╔══

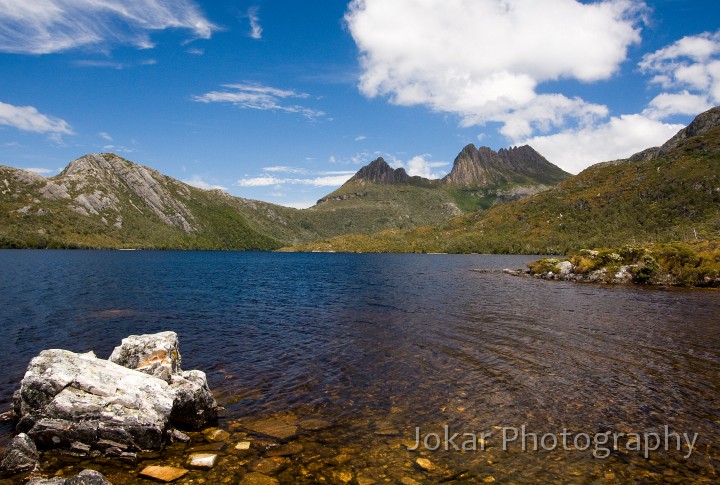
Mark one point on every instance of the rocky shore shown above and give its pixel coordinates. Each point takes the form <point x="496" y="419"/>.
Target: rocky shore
<point x="661" y="265"/>
<point x="81" y="405"/>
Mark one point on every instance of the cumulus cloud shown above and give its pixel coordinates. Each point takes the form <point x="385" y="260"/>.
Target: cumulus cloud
<point x="319" y="180"/>
<point x="421" y="166"/>
<point x="41" y="171"/>
<point x="46" y="26"/>
<point x="484" y="60"/>
<point x="284" y="169"/>
<point x="28" y="118"/>
<point x="259" y="97"/>
<point x="619" y="137"/>
<point x="255" y="28"/>
<point x="688" y="71"/>
<point x="200" y="183"/>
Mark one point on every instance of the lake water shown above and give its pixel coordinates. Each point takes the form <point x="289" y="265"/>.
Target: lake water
<point x="374" y="347"/>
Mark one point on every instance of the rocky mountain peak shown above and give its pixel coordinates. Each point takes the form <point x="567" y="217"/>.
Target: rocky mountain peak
<point x="483" y="166"/>
<point x="379" y="171"/>
<point x="702" y="123"/>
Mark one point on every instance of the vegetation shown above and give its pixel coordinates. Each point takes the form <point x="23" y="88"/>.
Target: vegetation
<point x="678" y="264"/>
<point x="672" y="198"/>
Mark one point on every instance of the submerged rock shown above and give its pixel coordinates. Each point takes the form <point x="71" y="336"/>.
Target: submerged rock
<point x="163" y="473"/>
<point x="82" y="403"/>
<point x="20" y="456"/>
<point x="194" y="404"/>
<point x="85" y="477"/>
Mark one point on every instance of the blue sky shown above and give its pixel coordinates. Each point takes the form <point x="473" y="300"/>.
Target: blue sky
<point x="282" y="100"/>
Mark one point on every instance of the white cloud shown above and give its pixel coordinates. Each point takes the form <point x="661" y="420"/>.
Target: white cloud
<point x="45" y="26"/>
<point x="197" y="181"/>
<point x="255" y="28"/>
<point x="688" y="71"/>
<point x="682" y="103"/>
<point x="484" y="60"/>
<point x="256" y="96"/>
<point x="284" y="169"/>
<point x="299" y="204"/>
<point x="41" y="171"/>
<point x="619" y="137"/>
<point x="28" y="118"/>
<point x="420" y="166"/>
<point x="318" y="181"/>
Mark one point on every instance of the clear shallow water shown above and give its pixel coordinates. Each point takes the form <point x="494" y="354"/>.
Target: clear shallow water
<point x="377" y="345"/>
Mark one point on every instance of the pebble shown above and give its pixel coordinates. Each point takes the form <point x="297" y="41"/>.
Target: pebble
<point x="203" y="461"/>
<point x="163" y="473"/>
<point x="425" y="464"/>
<point x="256" y="478"/>
<point x="243" y="445"/>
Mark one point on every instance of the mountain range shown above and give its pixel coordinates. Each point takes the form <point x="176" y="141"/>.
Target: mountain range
<point x="105" y="201"/>
<point x="662" y="194"/>
<point x="512" y="201"/>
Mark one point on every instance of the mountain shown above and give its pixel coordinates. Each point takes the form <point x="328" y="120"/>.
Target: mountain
<point x="521" y="165"/>
<point x="662" y="194"/>
<point x="105" y="201"/>
<point x="379" y="171"/>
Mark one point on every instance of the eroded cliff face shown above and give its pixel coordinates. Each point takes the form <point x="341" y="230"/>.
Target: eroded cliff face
<point x="102" y="185"/>
<point x="97" y="179"/>
<point x="483" y="166"/>
<point x="379" y="171"/>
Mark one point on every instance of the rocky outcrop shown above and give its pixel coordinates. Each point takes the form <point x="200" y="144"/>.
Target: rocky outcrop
<point x="483" y="166"/>
<point x="67" y="398"/>
<point x="379" y="171"/>
<point x="90" y="405"/>
<point x="85" y="477"/>
<point x="702" y="123"/>
<point x="21" y="455"/>
<point x="156" y="354"/>
<point x="110" y="172"/>
<point x="194" y="404"/>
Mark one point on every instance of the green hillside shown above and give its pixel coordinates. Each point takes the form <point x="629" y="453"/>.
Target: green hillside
<point x="662" y="195"/>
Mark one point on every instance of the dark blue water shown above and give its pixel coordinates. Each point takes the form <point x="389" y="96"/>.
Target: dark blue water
<point x="374" y="342"/>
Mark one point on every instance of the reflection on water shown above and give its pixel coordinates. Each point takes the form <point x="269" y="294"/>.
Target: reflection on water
<point x="374" y="346"/>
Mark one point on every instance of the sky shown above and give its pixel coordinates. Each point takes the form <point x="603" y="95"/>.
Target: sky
<point x="283" y="101"/>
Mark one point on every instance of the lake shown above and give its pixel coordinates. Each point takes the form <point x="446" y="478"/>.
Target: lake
<point x="380" y="351"/>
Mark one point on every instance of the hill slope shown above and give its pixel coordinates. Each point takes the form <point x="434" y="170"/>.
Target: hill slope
<point x="670" y="193"/>
<point x="106" y="201"/>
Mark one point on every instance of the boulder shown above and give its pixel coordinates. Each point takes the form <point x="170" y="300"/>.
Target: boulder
<point x="194" y="404"/>
<point x="66" y="398"/>
<point x="85" y="477"/>
<point x="21" y="455"/>
<point x="117" y="406"/>
<point x="154" y="354"/>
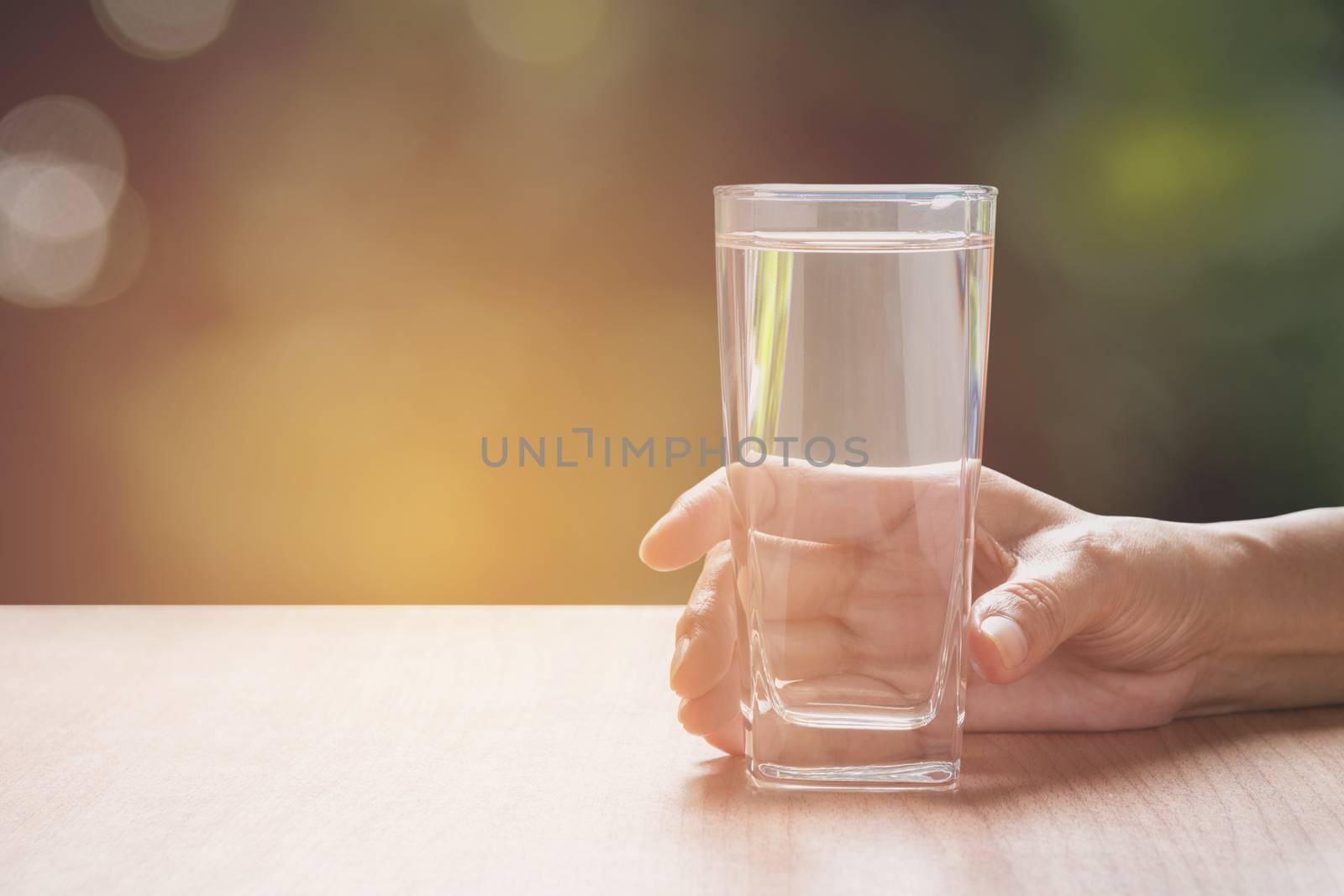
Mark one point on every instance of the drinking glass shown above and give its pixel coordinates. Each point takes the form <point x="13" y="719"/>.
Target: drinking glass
<point x="853" y="331"/>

╚══

Demande fournie ▸ Mettez à jour toutes les lignes ci-dessus en remplaçant « pixel coordinates » par « image coordinates », sans rien modifier d'autre. Laissez les images hors de la réponse.

Résultat ▸
Mark one point on every instance of the rocky shore shown above and give its image coordinates. Each point takes the form <point x="496" y="419"/>.
Target: rocky shore
<point x="661" y="265"/>
<point x="81" y="405"/>
Mark one point on every instance of the cumulus cloud shown above and give its image coordinates. Each point takes the form <point x="385" y="260"/>.
Target: cumulus cloud
<point x="319" y="180"/>
<point x="421" y="166"/>
<point x="41" y="171"/>
<point x="46" y="26"/>
<point x="484" y="60"/>
<point x="284" y="169"/>
<point x="28" y="118"/>
<point x="259" y="97"/>
<point x="619" y="137"/>
<point x="255" y="28"/>
<point x="688" y="71"/>
<point x="200" y="183"/>
Mark one point on every instance of the lake water shown above and give its image coordinates. Each point takes the form <point x="289" y="265"/>.
Target: lake water
<point x="374" y="347"/>
Mark one point on every instance of the rocky mountain peak shown above and give its image coordinates. Each point takes the form <point x="567" y="217"/>.
Target: rocky mountain peak
<point x="483" y="166"/>
<point x="379" y="171"/>
<point x="702" y="123"/>
Mark one point on every instance of the vegetation shown above and give its image coordinates. Each point takes the form <point x="23" y="88"/>.
Target: vegetation
<point x="678" y="264"/>
<point x="672" y="198"/>
Mark one point on every instance of the submerged rock shown above and give its image coordinates. Each point takes the form <point x="71" y="336"/>.
Target: submerged rock
<point x="163" y="473"/>
<point x="82" y="403"/>
<point x="20" y="456"/>
<point x="194" y="404"/>
<point x="85" y="477"/>
Mark one point on every instance of the blue sky shown above and give its image coordinates. Each point takes the form <point x="473" y="300"/>.
Target: blue sky
<point x="282" y="100"/>
Mark one point on every instance of the white cloud shown above and give its image coordinates. Each point takes the form <point x="661" y="420"/>.
Target: white cloud
<point x="45" y="26"/>
<point x="197" y="181"/>
<point x="255" y="28"/>
<point x="688" y="71"/>
<point x="682" y="103"/>
<point x="484" y="60"/>
<point x="256" y="96"/>
<point x="284" y="169"/>
<point x="299" y="204"/>
<point x="41" y="171"/>
<point x="619" y="137"/>
<point x="28" y="118"/>
<point x="420" y="166"/>
<point x="318" y="181"/>
Mark one point on every instance of the clear shallow water shown above and give its image coordinates. Each point takes the form <point x="494" y="354"/>.
Target: clear shallow water
<point x="377" y="345"/>
Mark one point on every instance of the pebble shown above and give its image coordinates. Each point takes the form <point x="297" y="41"/>.
Target: pebble
<point x="203" y="461"/>
<point x="163" y="473"/>
<point x="425" y="464"/>
<point x="256" y="478"/>
<point x="243" y="445"/>
Mark one point on every instance of the mountain range shown above and give its image coordinates. Each point takes the form <point x="176" y="141"/>.
Target: mountain range
<point x="105" y="201"/>
<point x="662" y="194"/>
<point x="512" y="201"/>
Mark one point on every instance of the mountain shown above and give its image coordinates. Each point takes the form <point x="328" y="120"/>.
Target: mountain
<point x="521" y="165"/>
<point x="662" y="194"/>
<point x="105" y="201"/>
<point x="379" y="171"/>
Mark one point on every instance of the eroded cliff face shown above and give its image coordinates. Each point takes the form <point x="341" y="230"/>.
Target: eroded cliff face
<point x="102" y="185"/>
<point x="97" y="179"/>
<point x="483" y="166"/>
<point x="379" y="171"/>
Mark one point on every instance of the rocky outcrop shown above and give its image coordinates. Each point takes the form <point x="200" y="144"/>.
Target: rocky outcrop
<point x="483" y="166"/>
<point x="67" y="398"/>
<point x="379" y="171"/>
<point x="90" y="405"/>
<point x="85" y="477"/>
<point x="702" y="123"/>
<point x="21" y="455"/>
<point x="156" y="354"/>
<point x="110" y="172"/>
<point x="194" y="404"/>
Mark one point on every instance of the green hillside shown above and give its image coordinates. Each point takes the form <point x="629" y="453"/>.
Target: green hillside
<point x="662" y="195"/>
Mark one point on every instance of the dark blue water shown above and give its image coordinates. Each point takes the form <point x="389" y="96"/>.
Target: dark blue water
<point x="374" y="342"/>
Mark one point on every instance of the reflection on water shown above and give its image coordinates. Each point takes the form <point x="269" y="294"/>.
Target: reflection on water
<point x="374" y="346"/>
Mark one point on every instance of the sky shown above and give its image coordinates. Each point takes the form <point x="603" y="95"/>.
Target: sky
<point x="283" y="101"/>
Mark one point on every instance of the lake shown above and give its image coordinates. Each point takes the form <point x="446" y="478"/>.
Target: lake
<point x="380" y="351"/>
Mark one point on every instance of the hill slope shown above and give its image coordinates. Each point takes the form <point x="434" y="170"/>.
Target: hill slope
<point x="670" y="193"/>
<point x="106" y="201"/>
Mark one point on every instance of the boulder shown above and give its image coordinates. Each point takes the form <point x="170" y="300"/>.
Target: boulder
<point x="194" y="404"/>
<point x="66" y="398"/>
<point x="85" y="477"/>
<point x="21" y="455"/>
<point x="117" y="406"/>
<point x="154" y="354"/>
Mark one point on every instance of the drinking glass shown above and give its image coordinates. Each point takes the form <point x="13" y="719"/>.
Target: drinking glass
<point x="853" y="331"/>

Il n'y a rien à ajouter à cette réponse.